[Problem requirements] Transcribe the listing below word for word.

[Listing]
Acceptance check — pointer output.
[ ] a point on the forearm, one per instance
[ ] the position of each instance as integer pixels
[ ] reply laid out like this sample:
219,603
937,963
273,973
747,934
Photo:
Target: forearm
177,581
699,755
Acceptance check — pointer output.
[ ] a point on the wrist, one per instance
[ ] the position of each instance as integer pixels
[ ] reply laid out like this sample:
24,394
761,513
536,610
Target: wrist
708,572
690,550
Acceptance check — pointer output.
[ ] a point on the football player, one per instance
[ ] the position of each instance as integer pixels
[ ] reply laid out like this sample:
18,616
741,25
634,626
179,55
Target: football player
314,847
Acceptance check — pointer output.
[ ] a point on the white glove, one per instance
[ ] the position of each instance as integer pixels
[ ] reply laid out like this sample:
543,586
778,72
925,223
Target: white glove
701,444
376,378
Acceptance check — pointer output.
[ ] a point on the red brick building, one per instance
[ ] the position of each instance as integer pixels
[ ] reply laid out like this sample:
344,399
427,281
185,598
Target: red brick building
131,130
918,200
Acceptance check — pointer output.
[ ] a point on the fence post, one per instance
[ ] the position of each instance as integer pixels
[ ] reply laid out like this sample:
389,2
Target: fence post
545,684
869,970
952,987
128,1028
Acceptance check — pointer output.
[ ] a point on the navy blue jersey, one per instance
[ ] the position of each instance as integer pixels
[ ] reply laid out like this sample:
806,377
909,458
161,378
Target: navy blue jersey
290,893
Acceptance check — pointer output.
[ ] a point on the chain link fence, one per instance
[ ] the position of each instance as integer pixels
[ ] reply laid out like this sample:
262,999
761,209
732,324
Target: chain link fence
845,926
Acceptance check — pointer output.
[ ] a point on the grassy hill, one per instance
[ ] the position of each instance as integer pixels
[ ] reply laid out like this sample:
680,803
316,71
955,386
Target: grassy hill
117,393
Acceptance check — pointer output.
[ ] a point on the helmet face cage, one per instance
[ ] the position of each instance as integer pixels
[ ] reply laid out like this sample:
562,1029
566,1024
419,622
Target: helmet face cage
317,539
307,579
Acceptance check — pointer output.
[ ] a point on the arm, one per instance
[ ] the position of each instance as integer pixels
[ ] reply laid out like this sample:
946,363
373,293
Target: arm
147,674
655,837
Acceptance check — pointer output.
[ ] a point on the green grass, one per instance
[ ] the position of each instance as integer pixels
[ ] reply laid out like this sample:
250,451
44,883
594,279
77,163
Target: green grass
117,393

[Exercise answer]
Acceptance check — pointer output.
[ ] a point on the forearm, one per instance
[ ] the position of each instance as integer pixels
[ ] reply laid out like this sample:
219,603
937,963
273,973
747,934
Photo:
Target: forearm
177,581
699,755
Acceptance check — pointer output.
[ ] a point on the wrist, one per instance
[ ] the position of each instance as integer pixels
[ ] reply laid out like this sample:
24,394
761,513
536,610
Target: wrist
708,572
690,550
Acceptance check — pointer output.
[ ] a point on the football player, one per instance
[ ] the position of each instance as integer pixels
[ ] reply laid out like this sample:
18,616
741,25
634,626
179,55
Target: football player
314,847
Acceptance check — pointer output.
[ ] a point on the white glove, one per instance
[ ] the position of each instance as integer pixels
[ ] reply laid out like this sample:
543,586
778,72
925,223
Target: white glove
701,444
376,378
Acceptance check — pointer output.
[ ] a point on the red brick building, one per instance
[ ] the position of each instance as integer pixels
[ ] reply laid out like this sample:
344,399
427,281
185,598
Target: red brick building
131,130
918,200
Acceptance check — pointer output.
[ ] a point on the fence post, one per instance
[ ] the position of each instance as integer pixels
[ ] reply laid out like this sample:
389,2
Target: fence post
545,684
869,970
952,987
128,1028
Acceptance check — pointer output.
[ ] a point on the navy blue jersey, one per instance
[ ] the position of each instance as integer pixels
[ ] reply laid out like this sample:
806,377
909,458
161,378
Target: navy blue jersey
290,893
Acceptance check — pointer output.
[ ] a point on the chain link fence, one per instance
[ ] the position of each instance as integer pixels
[ ] reply laid out like this sample:
262,999
761,209
732,324
Target: chain link fence
845,926
Acceptance check — pointer output.
[ ] a point on the grassy hill, one per instance
[ ] the position of each instance as integer pixels
[ ] reply laid out like this sample:
680,803
316,71
955,386
Target: grassy hill
117,393
Acceptance check — pointer output.
[ ] a point on the helmet face cage, one per instance
[ ] the position of each instance as integer pixels
[ ] reply laid out like this sample:
562,1029
566,1024
419,622
Target: helmet face cage
317,539
307,579
Acceptance check — pointer output.
[ ] a point on the arm, one per instance
[ ] the position of each instance as integer pixels
[ ] reply laid out like this sample:
946,363
373,293
Target: arm
147,674
655,837
Acceptance check — pointer output.
[ ] a point on the green grass, one per instance
[ ] the position of each instance as integer pixels
[ ] reply laid out like this sample:
250,451
44,883
594,279
77,163
Target: green grass
117,393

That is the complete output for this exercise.